• BRIEF:
Can you reproduce the data beneath, keeping every line exact?

______________________________

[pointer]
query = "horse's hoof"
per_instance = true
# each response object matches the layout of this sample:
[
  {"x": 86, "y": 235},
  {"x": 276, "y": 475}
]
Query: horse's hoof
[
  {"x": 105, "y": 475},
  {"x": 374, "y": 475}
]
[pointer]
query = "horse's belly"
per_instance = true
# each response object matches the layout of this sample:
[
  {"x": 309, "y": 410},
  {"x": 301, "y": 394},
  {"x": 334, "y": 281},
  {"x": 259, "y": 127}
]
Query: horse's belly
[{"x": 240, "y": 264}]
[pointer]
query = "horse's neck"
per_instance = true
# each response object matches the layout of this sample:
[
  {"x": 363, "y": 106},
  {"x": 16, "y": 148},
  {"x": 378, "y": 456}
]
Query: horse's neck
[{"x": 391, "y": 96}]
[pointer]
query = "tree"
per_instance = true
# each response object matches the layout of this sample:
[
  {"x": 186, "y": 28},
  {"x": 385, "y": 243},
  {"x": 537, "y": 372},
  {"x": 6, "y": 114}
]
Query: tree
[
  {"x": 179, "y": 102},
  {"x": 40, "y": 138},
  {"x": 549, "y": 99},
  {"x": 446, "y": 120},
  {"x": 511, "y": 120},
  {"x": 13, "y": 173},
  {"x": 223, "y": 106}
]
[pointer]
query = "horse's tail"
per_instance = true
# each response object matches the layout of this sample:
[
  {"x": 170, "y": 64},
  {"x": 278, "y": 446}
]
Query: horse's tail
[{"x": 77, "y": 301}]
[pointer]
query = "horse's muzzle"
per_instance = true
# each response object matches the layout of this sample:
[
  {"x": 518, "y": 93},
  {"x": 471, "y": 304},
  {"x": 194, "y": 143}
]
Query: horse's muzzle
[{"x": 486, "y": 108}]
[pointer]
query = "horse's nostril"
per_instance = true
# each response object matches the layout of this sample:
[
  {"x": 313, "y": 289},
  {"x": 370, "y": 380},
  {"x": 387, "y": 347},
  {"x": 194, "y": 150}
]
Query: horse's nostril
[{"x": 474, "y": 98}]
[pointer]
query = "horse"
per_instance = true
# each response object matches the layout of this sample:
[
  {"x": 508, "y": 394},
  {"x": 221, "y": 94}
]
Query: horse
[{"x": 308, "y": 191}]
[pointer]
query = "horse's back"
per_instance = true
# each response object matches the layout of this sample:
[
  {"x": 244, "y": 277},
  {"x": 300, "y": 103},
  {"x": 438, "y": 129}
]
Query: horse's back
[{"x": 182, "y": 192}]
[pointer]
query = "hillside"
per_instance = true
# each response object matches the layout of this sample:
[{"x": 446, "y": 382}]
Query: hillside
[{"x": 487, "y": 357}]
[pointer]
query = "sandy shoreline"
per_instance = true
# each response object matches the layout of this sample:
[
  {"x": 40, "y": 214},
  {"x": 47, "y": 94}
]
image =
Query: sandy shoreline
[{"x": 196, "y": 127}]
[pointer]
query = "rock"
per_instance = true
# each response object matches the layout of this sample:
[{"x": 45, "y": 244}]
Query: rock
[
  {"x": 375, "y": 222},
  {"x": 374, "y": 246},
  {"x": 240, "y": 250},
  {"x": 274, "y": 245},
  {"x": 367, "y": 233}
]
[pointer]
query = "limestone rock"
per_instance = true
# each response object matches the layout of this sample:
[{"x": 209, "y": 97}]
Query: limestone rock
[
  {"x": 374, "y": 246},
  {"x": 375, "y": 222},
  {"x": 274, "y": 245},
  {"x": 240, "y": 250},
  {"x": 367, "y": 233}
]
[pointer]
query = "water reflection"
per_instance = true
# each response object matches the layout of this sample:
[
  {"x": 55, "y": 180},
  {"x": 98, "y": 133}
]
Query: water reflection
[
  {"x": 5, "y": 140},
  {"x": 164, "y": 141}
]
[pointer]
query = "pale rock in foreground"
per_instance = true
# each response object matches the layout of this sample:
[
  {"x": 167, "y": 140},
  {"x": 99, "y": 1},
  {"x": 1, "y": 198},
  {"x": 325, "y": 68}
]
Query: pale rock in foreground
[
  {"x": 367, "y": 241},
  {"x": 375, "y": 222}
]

______________________________

• REPLY TO THE EXERCISE:
[pointer]
query = "horse's hoof"
per_instance = true
# each response object matches the layout of this sample:
[
  {"x": 86, "y": 235},
  {"x": 276, "y": 475}
]
Query: horse's hoof
[
  {"x": 105, "y": 475},
  {"x": 374, "y": 475}
]
[pointer]
query = "horse's belly"
per_instance = true
# each response object matches the layout of this sample:
[
  {"x": 309, "y": 410},
  {"x": 301, "y": 394},
  {"x": 334, "y": 281},
  {"x": 259, "y": 127}
]
Query: horse's belly
[{"x": 240, "y": 264}]
[pointer]
query = "horse's neck"
per_instance = true
# each response object matches the layout of this sample:
[
  {"x": 363, "y": 106},
  {"x": 16, "y": 148},
  {"x": 378, "y": 456}
]
Query: horse's neck
[{"x": 391, "y": 96}]
[pointer]
query = "tree"
per_instance = true
# each response object matches the layout of this sample:
[
  {"x": 186, "y": 28},
  {"x": 385, "y": 243},
  {"x": 537, "y": 372},
  {"x": 6, "y": 114}
]
Query: tree
[
  {"x": 179, "y": 102},
  {"x": 40, "y": 138},
  {"x": 549, "y": 99},
  {"x": 446, "y": 120},
  {"x": 511, "y": 120},
  {"x": 13, "y": 173},
  {"x": 223, "y": 106}
]
[pointer]
query = "horse's tail"
per_instance = true
# each response object matches the layout of this sample:
[
  {"x": 170, "y": 64},
  {"x": 278, "y": 446}
]
Query: horse's tail
[{"x": 77, "y": 301}]
[pointer]
query = "horse's muzzle"
per_instance = true
# each response object matches the layout of this sample:
[
  {"x": 518, "y": 93},
  {"x": 471, "y": 304},
  {"x": 194, "y": 143}
]
Query: horse's muzzle
[{"x": 486, "y": 108}]
[pointer]
query = "horse's nostril"
per_instance = true
# each response object matches the layout of this sample:
[
  {"x": 313, "y": 289},
  {"x": 370, "y": 380},
  {"x": 387, "y": 347},
  {"x": 194, "y": 150}
]
Query: horse's nostril
[{"x": 474, "y": 98}]
[pointer]
query = "horse"
per_instance = true
# each response object matches the layout of this sample:
[
  {"x": 508, "y": 394},
  {"x": 221, "y": 94}
]
Query: horse
[{"x": 308, "y": 191}]
[pointer]
query = "horse's back"
per_instance = true
# each response object matches the layout of this sample:
[
  {"x": 244, "y": 277},
  {"x": 300, "y": 103},
  {"x": 438, "y": 129}
]
Query: horse's back
[{"x": 182, "y": 192}]
[pointer]
query = "hillside"
per_instance = true
# each response object matches the layout of this sample:
[{"x": 446, "y": 382}]
Query: hillside
[{"x": 487, "y": 357}]
[pointer]
query = "sandy shoreline"
per_instance = true
# each response object matches the layout of this sample:
[
  {"x": 40, "y": 214},
  {"x": 47, "y": 94}
]
image =
Query: sandy shoreline
[{"x": 196, "y": 127}]
[pointer]
query = "rock"
per_instance = true
# each response object matches the layout of this sample:
[{"x": 45, "y": 244}]
Query: rock
[
  {"x": 375, "y": 222},
  {"x": 374, "y": 246},
  {"x": 240, "y": 250},
  {"x": 274, "y": 245},
  {"x": 367, "y": 233}
]
[pointer]
query = "limestone rock"
per_instance = true
# each response object matches the layout of this sample:
[{"x": 209, "y": 97}]
Query: limestone rock
[
  {"x": 374, "y": 246},
  {"x": 375, "y": 222},
  {"x": 274, "y": 245},
  {"x": 240, "y": 250},
  {"x": 367, "y": 233}
]
[pointer]
query = "water reflection"
per_instance = true
# each response object matches the layout of this sample:
[
  {"x": 55, "y": 180},
  {"x": 98, "y": 133}
]
Query: water reflection
[
  {"x": 5, "y": 140},
  {"x": 164, "y": 141}
]
[pointer]
query = "pale rock in foreground"
per_instance = true
# each response object matches the layout of this sample:
[
  {"x": 167, "y": 140},
  {"x": 99, "y": 1},
  {"x": 1, "y": 198},
  {"x": 325, "y": 68}
]
Query: pale rock in foreground
[
  {"x": 367, "y": 241},
  {"x": 375, "y": 222}
]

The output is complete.